— begin Given data —

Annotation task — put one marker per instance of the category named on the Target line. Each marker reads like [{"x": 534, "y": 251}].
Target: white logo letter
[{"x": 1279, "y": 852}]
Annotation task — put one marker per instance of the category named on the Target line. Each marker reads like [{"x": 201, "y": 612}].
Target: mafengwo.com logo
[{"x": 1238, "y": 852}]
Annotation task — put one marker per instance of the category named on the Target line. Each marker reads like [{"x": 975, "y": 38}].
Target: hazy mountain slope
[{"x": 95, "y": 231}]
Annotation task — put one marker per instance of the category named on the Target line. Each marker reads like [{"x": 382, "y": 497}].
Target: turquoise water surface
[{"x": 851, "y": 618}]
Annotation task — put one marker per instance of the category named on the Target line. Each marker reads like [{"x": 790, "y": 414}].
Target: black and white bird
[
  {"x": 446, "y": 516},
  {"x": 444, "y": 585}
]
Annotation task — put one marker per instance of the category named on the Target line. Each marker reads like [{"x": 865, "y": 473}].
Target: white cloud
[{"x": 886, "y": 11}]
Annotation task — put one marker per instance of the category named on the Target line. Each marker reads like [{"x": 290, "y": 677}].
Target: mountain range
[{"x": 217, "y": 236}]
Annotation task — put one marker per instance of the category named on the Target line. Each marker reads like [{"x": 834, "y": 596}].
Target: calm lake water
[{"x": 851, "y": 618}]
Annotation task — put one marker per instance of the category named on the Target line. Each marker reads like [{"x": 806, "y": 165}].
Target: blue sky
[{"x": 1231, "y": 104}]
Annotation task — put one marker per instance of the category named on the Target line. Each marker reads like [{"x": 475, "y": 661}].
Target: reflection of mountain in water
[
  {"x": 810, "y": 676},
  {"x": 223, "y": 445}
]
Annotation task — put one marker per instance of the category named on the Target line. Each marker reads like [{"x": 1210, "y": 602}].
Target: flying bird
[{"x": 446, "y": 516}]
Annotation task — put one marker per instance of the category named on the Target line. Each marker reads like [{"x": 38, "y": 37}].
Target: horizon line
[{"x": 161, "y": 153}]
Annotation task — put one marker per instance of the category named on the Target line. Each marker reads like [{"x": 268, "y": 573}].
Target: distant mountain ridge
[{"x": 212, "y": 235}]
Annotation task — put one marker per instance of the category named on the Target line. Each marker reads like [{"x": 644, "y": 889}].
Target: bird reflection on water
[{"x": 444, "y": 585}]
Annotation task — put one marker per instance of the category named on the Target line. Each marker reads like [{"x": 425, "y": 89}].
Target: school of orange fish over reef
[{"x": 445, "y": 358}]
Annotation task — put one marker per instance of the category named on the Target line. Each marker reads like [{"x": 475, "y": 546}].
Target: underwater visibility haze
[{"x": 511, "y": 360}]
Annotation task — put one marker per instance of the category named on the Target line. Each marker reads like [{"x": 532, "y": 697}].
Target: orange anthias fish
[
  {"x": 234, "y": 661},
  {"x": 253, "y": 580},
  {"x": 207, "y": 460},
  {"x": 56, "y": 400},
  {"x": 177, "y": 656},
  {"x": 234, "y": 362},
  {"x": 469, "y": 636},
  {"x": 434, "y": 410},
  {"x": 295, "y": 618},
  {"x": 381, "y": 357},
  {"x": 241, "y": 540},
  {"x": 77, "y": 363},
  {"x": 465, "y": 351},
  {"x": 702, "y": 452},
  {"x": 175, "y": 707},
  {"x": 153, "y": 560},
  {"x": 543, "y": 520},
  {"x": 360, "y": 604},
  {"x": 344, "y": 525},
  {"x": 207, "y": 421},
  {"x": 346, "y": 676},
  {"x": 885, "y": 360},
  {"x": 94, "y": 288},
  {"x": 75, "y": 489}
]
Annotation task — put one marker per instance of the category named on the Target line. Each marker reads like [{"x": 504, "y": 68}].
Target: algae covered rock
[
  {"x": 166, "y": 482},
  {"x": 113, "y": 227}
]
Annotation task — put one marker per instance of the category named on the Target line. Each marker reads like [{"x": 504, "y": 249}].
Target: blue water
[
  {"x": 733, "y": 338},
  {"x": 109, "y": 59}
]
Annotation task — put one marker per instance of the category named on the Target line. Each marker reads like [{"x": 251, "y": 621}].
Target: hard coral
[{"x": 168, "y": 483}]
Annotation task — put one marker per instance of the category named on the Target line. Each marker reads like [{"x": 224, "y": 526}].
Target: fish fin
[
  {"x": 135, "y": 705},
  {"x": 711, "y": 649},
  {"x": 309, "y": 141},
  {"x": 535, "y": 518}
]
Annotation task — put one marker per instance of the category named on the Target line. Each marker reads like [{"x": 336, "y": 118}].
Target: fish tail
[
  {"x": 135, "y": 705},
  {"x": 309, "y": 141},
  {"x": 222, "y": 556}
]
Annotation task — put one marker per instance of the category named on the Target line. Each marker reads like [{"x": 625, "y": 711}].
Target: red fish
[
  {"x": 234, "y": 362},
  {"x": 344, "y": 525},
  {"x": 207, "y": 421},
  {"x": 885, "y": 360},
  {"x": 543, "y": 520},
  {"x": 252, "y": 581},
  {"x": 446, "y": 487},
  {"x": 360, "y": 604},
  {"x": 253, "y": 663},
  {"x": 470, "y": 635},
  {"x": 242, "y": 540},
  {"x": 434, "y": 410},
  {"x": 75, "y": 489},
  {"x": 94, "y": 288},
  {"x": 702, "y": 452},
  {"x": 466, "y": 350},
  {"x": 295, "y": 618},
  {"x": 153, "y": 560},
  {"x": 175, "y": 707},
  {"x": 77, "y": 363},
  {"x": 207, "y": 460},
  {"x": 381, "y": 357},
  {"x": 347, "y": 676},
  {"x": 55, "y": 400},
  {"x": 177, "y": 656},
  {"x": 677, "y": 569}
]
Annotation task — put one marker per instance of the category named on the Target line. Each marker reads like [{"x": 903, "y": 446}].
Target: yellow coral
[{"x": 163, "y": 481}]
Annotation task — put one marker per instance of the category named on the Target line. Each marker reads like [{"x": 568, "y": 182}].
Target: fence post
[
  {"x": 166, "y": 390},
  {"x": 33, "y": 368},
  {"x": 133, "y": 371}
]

— end Given data —

Objective: Print every record above exactly as written.

Written solution:
Annotation task — put one marker per instance of the category named on the Target line. Each marker reads like [{"x": 534, "y": 251}].
Target: white logo letter
[{"x": 1279, "y": 852}]
Annotation task — put one marker per instance of the category named on the Target line. Each marker reads like [{"x": 201, "y": 612}].
Target: mafengwo.com logo
[{"x": 1238, "y": 852}]
Annotation task — put one marker per instance of the category named on the Target line. Each marker reads like [{"x": 975, "y": 38}].
Target: hazy mountain slope
[{"x": 95, "y": 231}]
Annotation task — put one marker per instance of the category named on the Target line. Each marker reads like [{"x": 382, "y": 497}].
Target: turquoise water surface
[{"x": 851, "y": 618}]
Annotation task — put one marker per instance of the category named on the Target line. Each marker reads like [{"x": 790, "y": 414}].
Target: black and white bird
[
  {"x": 446, "y": 516},
  {"x": 444, "y": 585}
]
Annotation task — put one marker per instance of the category named on the Target line. Each marker reads like [{"x": 865, "y": 473}].
Target: white cloud
[{"x": 886, "y": 11}]
Annotation task — put one marker per instance of the category named on the Target line. Each marker reads like [{"x": 290, "y": 677}].
Target: mountain range
[{"x": 217, "y": 236}]
Annotation task — put one marker per instance of the category named on the Target line. Each marker reads like [{"x": 834, "y": 596}].
Target: calm lake water
[{"x": 851, "y": 618}]
Annotation task — put one marker per instance of the category named on the Target line. Each marker reads like [{"x": 806, "y": 165}].
Target: blue sky
[{"x": 1231, "y": 104}]
Annotation task — put one marker per instance of the category named on the Target line. Each marker reads like [{"x": 475, "y": 661}].
Target: reflection of mountain in water
[
  {"x": 810, "y": 676},
  {"x": 223, "y": 445}
]
Annotation task — put one marker per instance of the category named on the Target line. Each marker reads like [{"x": 1210, "y": 602}].
Target: flying bird
[{"x": 446, "y": 516}]
Annotation task — put one marker per instance of the category named on the Target line. Each marker reads like [{"x": 38, "y": 37}].
Target: horizon line
[{"x": 161, "y": 153}]
Annotation task — put one marker per instance of the category named on the Target line. Each marker reads like [{"x": 268, "y": 573}].
Target: distant mountain ridge
[{"x": 212, "y": 235}]
Annotation task — put one marker per instance of the category named on the Target line. Each marker reads like [{"x": 644, "y": 889}].
Target: bird reflection on water
[{"x": 444, "y": 585}]
Annotation task — put one marker per instance of the category named on the Target line. Each marker reads like [{"x": 425, "y": 89}].
Target: school of orange fish over reef
[{"x": 445, "y": 358}]
Annotation task — put one marker per instance of the category named on the Target line. Each marker reads like [{"x": 475, "y": 546}].
Target: underwater visibility haze
[{"x": 511, "y": 360}]
Annotation task — put one marker per instance of the category named on the Target line. Each marker reads like [{"x": 532, "y": 697}].
Target: orange anthias fish
[
  {"x": 234, "y": 661},
  {"x": 253, "y": 580},
  {"x": 207, "y": 460},
  {"x": 56, "y": 400},
  {"x": 177, "y": 656},
  {"x": 234, "y": 362},
  {"x": 469, "y": 636},
  {"x": 434, "y": 410},
  {"x": 295, "y": 618},
  {"x": 381, "y": 357},
  {"x": 241, "y": 540},
  {"x": 77, "y": 363},
  {"x": 465, "y": 351},
  {"x": 702, "y": 452},
  {"x": 175, "y": 707},
  {"x": 153, "y": 560},
  {"x": 543, "y": 520},
  {"x": 360, "y": 604},
  {"x": 344, "y": 525},
  {"x": 207, "y": 421},
  {"x": 346, "y": 676},
  {"x": 885, "y": 360},
  {"x": 94, "y": 288},
  {"x": 75, "y": 489}
]
Annotation task — put one marker per instance of the category named on the Target line. Each marker reads like [{"x": 504, "y": 68}].
Target: algae covered rock
[
  {"x": 166, "y": 482},
  {"x": 113, "y": 227}
]
Annotation task — put one marker per instance of the category named on the Target line. Each marker reads like [{"x": 504, "y": 249}].
Target: blue water
[
  {"x": 733, "y": 338},
  {"x": 109, "y": 59}
]
Annotation task — put one marker per instance of the category named on the Target line. Each marker reads like [{"x": 251, "y": 621}].
Target: hard coral
[{"x": 168, "y": 483}]
Annotation task — put one marker per instance of the category named on the Target line. Each marker reads like [{"x": 224, "y": 526}].
Target: fish fin
[
  {"x": 135, "y": 705},
  {"x": 711, "y": 649},
  {"x": 309, "y": 141},
  {"x": 535, "y": 518}
]
Annotation task — put one marker per instance of the category named on the Target line. Each marker reads like [{"x": 336, "y": 118}].
Target: fish tail
[
  {"x": 135, "y": 705},
  {"x": 309, "y": 141},
  {"x": 222, "y": 556}
]
Annotation task — put one marker per instance of the category named on the Target line. Each marker reads like [{"x": 625, "y": 711}].
Target: red fish
[
  {"x": 234, "y": 362},
  {"x": 344, "y": 525},
  {"x": 207, "y": 421},
  {"x": 885, "y": 360},
  {"x": 543, "y": 520},
  {"x": 252, "y": 581},
  {"x": 446, "y": 487},
  {"x": 360, "y": 604},
  {"x": 253, "y": 663},
  {"x": 470, "y": 635},
  {"x": 242, "y": 540},
  {"x": 434, "y": 410},
  {"x": 75, "y": 489},
  {"x": 94, "y": 288},
  {"x": 702, "y": 452},
  {"x": 466, "y": 350},
  {"x": 295, "y": 618},
  {"x": 153, "y": 560},
  {"x": 175, "y": 707},
  {"x": 77, "y": 363},
  {"x": 207, "y": 460},
  {"x": 381, "y": 357},
  {"x": 347, "y": 676},
  {"x": 55, "y": 400},
  {"x": 177, "y": 656},
  {"x": 677, "y": 569}
]
Annotation task — put one marker per instance of the category named on the Target line. Each marker reads like [{"x": 903, "y": 446}].
Target: yellow coral
[{"x": 163, "y": 481}]
Annotation task — put one marker per instance of the category named on the Target line. Each marker reads like [{"x": 568, "y": 182}].
Target: fence post
[
  {"x": 166, "y": 390},
  {"x": 33, "y": 368},
  {"x": 133, "y": 371}
]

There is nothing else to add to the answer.